● Tasks:
[a] In the clustering excerpt, reproduce the part that opens with the words containing "K-Means is fundamentally" and closes with "used and why?", swapping "spherical" for "globular".
[b] According to the clustering excerpt, why is agglomerative hierarchical clustering more commonly used than divisive clustering?
[c] In the clustering excerpt, which cluster does divisive hierarchical clustering split at each step?

● Excerpt provided:
K-Means is fundamentally limited to convex, spherical cluster shapes because it uses distance-to-centroid as the only criterion. DBSCAN uses density-reachability (chains of nearby points), which can follow any shape as long as the density remains consistent.

### Q15. [Hard] What is the difference between agglomerative and divisive hierarchical clustering? Which is more commonly used and why?

*Hint:* One starts from individual points and merges; the other starts from one big cluster and splits.

**Answer:** **Agglomerative (bottom-up)**: Starts with each data point as its own cluster. At each step, the two closest clusters are merged. Continues until all points are in one cluster. **Divisive (top-down)**: Starts with all points in one cluster. At each step, the most heterogeneous cluster is split. Continues until each point is its own cluster. Agglomerative is more commonly used because it is computationally cheaper -- O(n^2 log n) for agglomerative vs O(2^n) for optimal divisive splits.

Data entries
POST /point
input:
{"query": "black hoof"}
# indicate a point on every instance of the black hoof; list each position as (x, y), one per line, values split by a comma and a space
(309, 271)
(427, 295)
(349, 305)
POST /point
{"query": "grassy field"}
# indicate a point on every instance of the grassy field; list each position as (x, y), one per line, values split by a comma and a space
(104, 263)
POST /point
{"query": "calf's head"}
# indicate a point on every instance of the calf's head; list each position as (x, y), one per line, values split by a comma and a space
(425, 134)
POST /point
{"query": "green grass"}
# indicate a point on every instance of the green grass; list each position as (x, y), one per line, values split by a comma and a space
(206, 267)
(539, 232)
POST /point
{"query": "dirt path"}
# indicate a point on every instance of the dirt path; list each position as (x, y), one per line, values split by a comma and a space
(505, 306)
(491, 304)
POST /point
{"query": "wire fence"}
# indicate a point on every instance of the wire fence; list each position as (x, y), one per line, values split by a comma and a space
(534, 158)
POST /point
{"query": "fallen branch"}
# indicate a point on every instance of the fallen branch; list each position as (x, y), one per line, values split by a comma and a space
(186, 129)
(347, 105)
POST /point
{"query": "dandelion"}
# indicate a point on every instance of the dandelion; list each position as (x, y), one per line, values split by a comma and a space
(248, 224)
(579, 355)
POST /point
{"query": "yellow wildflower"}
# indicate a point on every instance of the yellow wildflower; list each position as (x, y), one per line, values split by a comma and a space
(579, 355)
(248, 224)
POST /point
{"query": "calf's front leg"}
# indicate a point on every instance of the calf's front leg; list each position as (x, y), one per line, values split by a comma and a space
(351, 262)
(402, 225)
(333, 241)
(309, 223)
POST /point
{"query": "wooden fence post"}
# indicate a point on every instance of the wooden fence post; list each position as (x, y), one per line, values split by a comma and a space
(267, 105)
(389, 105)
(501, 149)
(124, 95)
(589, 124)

● Worked solutions:
[a]
K-Means is fundamentally limited to convex, globular cluster shapes because it uses distance-to-centroid as the only criterion. DBSCAN uses density-reachability (chains of nearby points), which can follow any shape as long as the density remains consistent.

### Q15. [Hard] What is the difference between agglomerative and divisive hierarchical clustering? Which is more commonly used and why?

[b] Agglomerative clustering is computationally cheaper. It runs in O(n^2 log n), while optimal divisive splits require O(2^n).

[c] The most heterogeneous cluster.